**EXERCISE DIRECTIONS:** How many lines in the data below contain the string "lamp"? Count them and reply with the number alone.

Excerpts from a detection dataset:
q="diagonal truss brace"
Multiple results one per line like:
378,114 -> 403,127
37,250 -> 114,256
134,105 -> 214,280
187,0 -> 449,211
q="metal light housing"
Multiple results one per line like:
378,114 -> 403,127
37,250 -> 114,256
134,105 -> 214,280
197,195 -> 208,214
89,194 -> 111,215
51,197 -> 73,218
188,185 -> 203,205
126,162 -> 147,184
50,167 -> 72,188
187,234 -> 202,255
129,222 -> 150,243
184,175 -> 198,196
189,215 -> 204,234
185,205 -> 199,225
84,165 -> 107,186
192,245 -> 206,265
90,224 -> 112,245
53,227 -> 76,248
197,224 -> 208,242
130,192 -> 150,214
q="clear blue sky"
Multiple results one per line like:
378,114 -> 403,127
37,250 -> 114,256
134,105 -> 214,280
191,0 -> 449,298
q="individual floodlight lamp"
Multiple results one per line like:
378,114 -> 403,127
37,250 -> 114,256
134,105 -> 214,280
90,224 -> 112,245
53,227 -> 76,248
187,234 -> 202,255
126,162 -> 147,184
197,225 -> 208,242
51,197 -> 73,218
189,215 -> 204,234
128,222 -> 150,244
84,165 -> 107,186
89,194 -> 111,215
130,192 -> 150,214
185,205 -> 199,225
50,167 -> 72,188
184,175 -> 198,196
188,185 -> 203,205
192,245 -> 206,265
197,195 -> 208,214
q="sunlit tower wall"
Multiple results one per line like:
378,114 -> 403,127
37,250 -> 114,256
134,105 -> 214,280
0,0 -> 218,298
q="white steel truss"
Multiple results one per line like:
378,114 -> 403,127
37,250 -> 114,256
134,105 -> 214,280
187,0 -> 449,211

...

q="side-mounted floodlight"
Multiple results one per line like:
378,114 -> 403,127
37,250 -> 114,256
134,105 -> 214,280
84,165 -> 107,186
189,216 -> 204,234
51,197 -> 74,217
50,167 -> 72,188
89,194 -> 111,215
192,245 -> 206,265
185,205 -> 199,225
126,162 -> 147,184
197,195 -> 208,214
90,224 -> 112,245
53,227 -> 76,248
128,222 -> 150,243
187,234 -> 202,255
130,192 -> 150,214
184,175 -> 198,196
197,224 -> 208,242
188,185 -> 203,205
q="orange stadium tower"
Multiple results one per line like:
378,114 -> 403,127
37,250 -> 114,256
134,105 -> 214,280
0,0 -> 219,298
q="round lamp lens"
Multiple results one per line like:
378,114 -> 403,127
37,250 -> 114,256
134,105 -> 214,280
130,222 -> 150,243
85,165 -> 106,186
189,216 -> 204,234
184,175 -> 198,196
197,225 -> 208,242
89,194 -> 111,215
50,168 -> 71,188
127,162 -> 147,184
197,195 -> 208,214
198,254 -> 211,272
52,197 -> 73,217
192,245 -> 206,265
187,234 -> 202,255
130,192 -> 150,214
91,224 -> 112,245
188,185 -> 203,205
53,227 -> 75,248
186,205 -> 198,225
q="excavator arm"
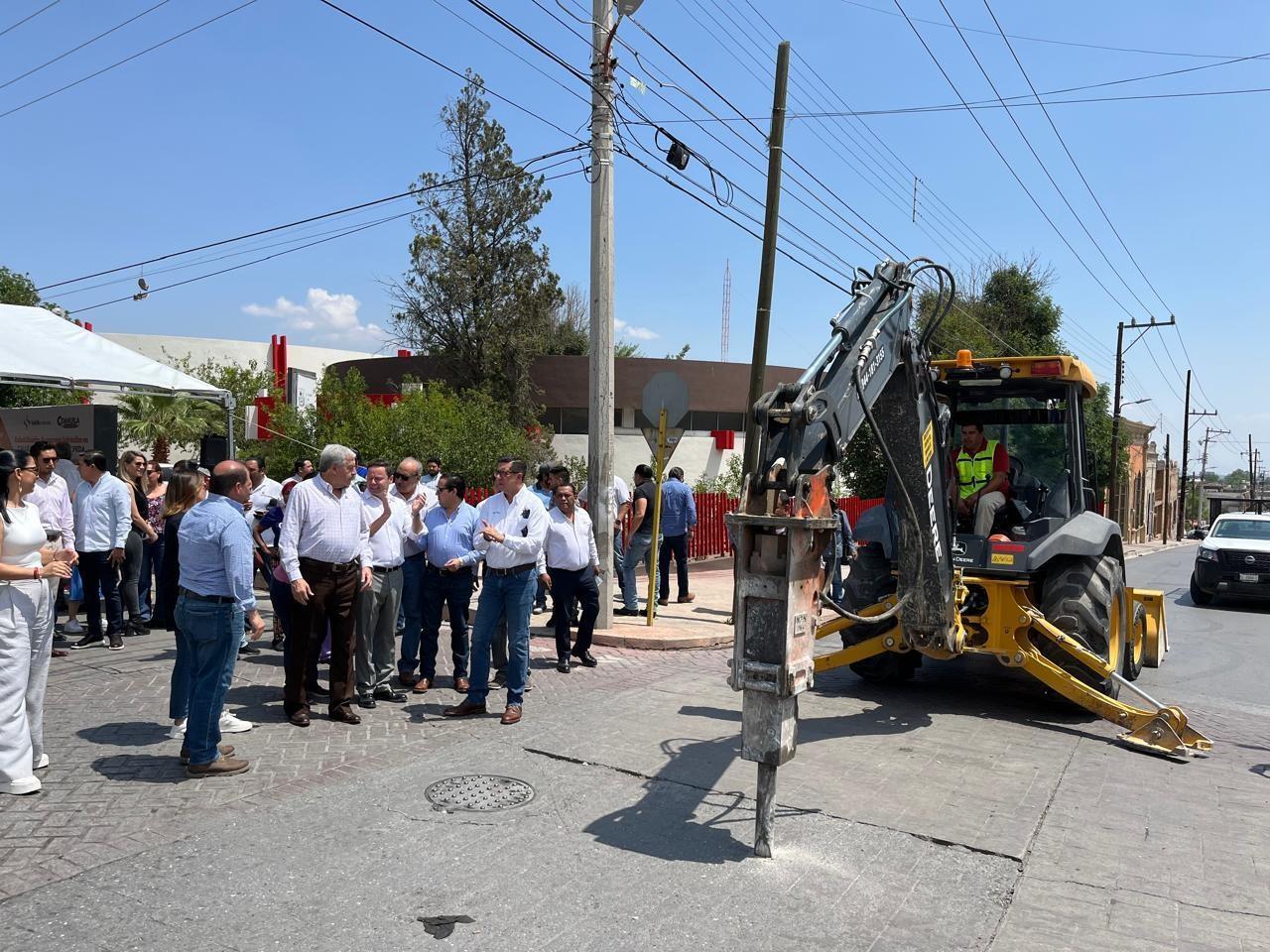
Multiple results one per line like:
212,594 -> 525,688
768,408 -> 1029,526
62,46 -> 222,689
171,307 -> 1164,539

**EXPECTED OUTPUT:** 2